BEGIN Text
AWS Glacier Support #1109

Closed
pctj101 opened this Issue Aug 21, 2012 · 49 comments

Comments

Projects
None yet
6 participants

pctj101 commented Aug 21, 2012

Is anyone working towards adding Glacier support for this gem? Didn't want to duplicate effort...

Owner

geemus commented Aug 21, 2012

@pctj101 - you are the first to mention it that I am aware of, so I think you are probably pretty safe to take a shot at it if you would like.

Contributor

ericchernuka commented Aug 22, 2012

@pctj101 I'd totally be willing to provide testing support if you're looking to add Glacier support.

Contributor

alhafoudh commented Aug 22, 2012

+1

pctj101 commented Aug 22, 2012

Looks really different from S3. I figure a few things...

  1. I'm sure that Fog already has a good way to make signatures on the request. I haven't found it, but I'm sure that's the benefit of using Fog.

1.5) Setup of Glacier (wouldn't be the first thing I'd tackle)
END Text
BEGIN Source data
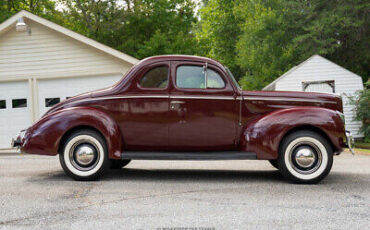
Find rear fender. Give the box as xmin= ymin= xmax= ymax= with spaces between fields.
xmin=21 ymin=107 xmax=123 ymax=159
xmin=240 ymin=107 xmax=345 ymax=160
END Source data
*Tasks and exercises*:
1: Print the section of the Glacier thread that starts at the words "alhafoudh commented Aug" and ends after the words "of using Fog.".
2: Answer these from the Glacier thread:
(a) On what date was the issue opened?
(b) How many participants does the page list?
(c) What kind of support did ericchernuka offer?
Rely only on the Glacier thread.

*Answers provided*:
1:
alhafoudh commented Aug 22, 2012

+1

pctj101 commented Aug 22, 2012

Looks really different from S3. I figure a few things...

  1. I'm sure that Fog already has a good way to make signatures on the request. I haven't found it, but I'm sure that's the benefit of using Fog.

2:
(a) Aug 21, 2012
(b) 6
(c) Testing support